Kind of a shame they couldn't fit Ecleston and McGann in for a bit of live action since they both be alive and reasonably spy.

And we also see that the doctor has 2 wives now.


----------



## ggroy (Nov 26, 2013)

Janx said:


> Kind of a shame they couldn't fit Ecleston and McGann in for a bit of live action since they both be alive and reasonably spy.




McGann was in the online minisode "The Night of the Doctor".  It's a prequel to "The Day of the Doctor".

https://en.wikipedia.org/wiki/The_Night_of_the_Doctor


----------



## The_Silversword (Nov 26, 2013)

Am I the only one who thinks that the painting IS Gallifrey? I mean it just seems so obvious to me, I mean Gallifrey is supposed to be stuck in a moment in time, and how do they explain the painting? But the Doctor just seems so clueless goin on about how hes going to find Gallifrey, when hes staring right at it all the while. You know for being a 900+ year old super-genius, the Doctor can be a bit slow sometimes.


----------



## MarkB (Nov 26, 2013)

Stored items from a collection:
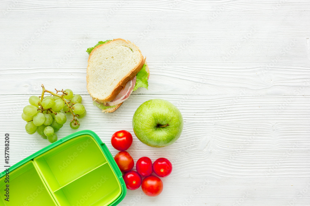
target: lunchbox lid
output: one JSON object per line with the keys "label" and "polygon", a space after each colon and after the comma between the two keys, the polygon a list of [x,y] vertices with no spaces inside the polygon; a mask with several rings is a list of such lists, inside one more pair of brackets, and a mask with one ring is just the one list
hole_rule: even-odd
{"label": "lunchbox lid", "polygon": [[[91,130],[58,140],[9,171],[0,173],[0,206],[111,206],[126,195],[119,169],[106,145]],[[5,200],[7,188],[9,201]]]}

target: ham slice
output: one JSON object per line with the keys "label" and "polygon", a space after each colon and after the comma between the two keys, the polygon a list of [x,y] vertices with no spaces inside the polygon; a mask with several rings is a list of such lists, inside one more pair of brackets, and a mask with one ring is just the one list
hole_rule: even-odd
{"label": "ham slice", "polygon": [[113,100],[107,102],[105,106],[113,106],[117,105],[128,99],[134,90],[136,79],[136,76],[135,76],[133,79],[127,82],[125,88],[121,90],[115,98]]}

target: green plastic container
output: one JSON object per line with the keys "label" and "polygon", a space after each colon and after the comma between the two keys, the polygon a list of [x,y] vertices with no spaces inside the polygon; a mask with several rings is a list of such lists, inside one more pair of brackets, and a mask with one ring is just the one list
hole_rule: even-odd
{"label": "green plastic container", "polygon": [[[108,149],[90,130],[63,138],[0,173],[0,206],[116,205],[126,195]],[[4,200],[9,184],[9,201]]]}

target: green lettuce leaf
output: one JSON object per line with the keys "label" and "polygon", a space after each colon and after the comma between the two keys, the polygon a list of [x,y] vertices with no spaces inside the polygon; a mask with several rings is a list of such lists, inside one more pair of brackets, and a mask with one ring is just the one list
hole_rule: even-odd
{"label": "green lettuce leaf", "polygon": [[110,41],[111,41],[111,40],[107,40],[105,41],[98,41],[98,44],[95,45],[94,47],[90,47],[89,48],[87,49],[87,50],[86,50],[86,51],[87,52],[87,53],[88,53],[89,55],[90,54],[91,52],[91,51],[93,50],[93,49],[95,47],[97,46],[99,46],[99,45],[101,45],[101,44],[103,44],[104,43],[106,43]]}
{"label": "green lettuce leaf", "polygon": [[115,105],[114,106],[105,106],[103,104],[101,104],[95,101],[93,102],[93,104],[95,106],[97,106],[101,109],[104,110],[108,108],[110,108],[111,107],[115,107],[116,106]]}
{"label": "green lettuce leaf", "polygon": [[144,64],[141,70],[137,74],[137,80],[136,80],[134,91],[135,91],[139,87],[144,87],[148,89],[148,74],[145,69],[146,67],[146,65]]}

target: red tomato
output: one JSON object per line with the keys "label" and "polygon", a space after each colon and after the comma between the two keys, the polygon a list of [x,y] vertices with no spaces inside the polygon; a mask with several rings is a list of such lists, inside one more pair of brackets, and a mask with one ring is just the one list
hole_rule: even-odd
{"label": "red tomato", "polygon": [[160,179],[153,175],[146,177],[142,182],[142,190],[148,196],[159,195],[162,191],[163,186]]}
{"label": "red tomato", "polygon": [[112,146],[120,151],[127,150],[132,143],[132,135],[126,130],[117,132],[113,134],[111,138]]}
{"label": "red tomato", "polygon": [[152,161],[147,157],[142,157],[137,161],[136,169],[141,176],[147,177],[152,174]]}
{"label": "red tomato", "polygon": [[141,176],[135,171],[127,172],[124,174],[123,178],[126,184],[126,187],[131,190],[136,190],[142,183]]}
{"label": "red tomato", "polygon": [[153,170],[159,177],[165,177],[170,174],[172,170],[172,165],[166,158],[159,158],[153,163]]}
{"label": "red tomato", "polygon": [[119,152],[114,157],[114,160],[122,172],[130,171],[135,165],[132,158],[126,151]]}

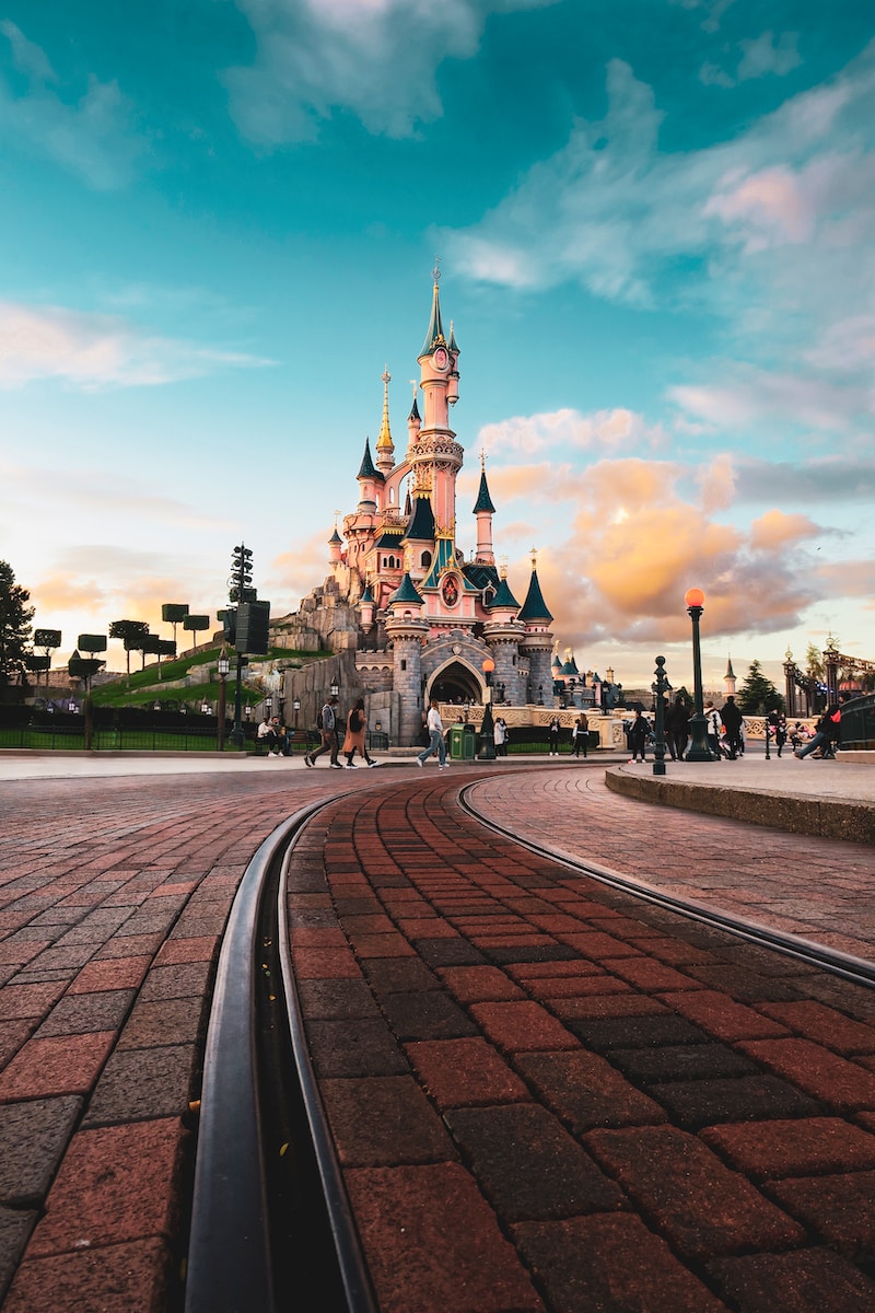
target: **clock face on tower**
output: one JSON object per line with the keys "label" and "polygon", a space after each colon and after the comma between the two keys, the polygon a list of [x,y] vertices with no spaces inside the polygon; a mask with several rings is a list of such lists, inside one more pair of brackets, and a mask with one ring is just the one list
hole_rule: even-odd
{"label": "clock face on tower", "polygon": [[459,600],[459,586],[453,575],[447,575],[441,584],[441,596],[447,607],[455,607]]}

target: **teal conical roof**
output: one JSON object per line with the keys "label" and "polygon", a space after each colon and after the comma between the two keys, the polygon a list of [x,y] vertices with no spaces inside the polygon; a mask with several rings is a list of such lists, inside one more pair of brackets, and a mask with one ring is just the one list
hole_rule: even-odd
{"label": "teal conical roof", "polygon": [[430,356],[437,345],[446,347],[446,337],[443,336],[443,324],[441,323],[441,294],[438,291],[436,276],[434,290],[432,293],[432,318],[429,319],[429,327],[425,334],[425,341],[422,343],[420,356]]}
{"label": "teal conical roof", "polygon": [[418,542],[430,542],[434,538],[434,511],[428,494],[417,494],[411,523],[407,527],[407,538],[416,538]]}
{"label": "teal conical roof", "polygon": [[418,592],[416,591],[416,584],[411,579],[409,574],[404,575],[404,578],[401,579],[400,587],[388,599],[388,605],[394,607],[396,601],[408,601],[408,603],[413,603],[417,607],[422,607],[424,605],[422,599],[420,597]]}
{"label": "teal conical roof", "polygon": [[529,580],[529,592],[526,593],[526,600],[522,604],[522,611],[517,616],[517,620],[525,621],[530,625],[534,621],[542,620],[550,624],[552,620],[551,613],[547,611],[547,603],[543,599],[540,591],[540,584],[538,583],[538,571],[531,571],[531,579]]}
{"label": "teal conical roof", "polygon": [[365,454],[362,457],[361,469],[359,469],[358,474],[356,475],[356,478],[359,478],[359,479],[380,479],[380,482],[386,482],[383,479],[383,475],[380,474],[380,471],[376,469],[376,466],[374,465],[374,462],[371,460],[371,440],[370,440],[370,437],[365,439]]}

## [Exercise description]
Continue the Doctor Who forum thread from the point where it stops.

## [Response to this task]
The_Silversword said:


> Am I the only one who thinks that the painting IS Gallifrey? I mean it just seems so obvious to me, I mean Gallifrey is supposed to be stuck in a moment in time, and how do they explain the painting? But the Doctor just seems so clueless goin on about how hes going to find Gallifrey, when hes staring right at it all the while. You know for being a 900+ year old super-genius, the Doctor can be a bit slow sometimes.




Given the painting's full name and the person who's looking after it, it does seem like a strong possibility.


----------



## Morrus (Nov 26, 2013)

goldomark said:


> Doesn't Capaldi's age show that he is sort of a new line of Doctors? Docs have been growing younger with each regeneration, not older (Hurt was shown in a reflection when he was "born" and looked young).




Eh? How do you figure? 

Hartnell 55
Troughton 46 (down)
Pertwee 50 (up)
Tom Baker 40 (down)
Davison 29 (down)
Colin Baker 40 (up)
McCoy 44 (up)
McGann 36 (down)
Eccleston 41 (up)
Tennant 34 (down)
Smith 27 (down)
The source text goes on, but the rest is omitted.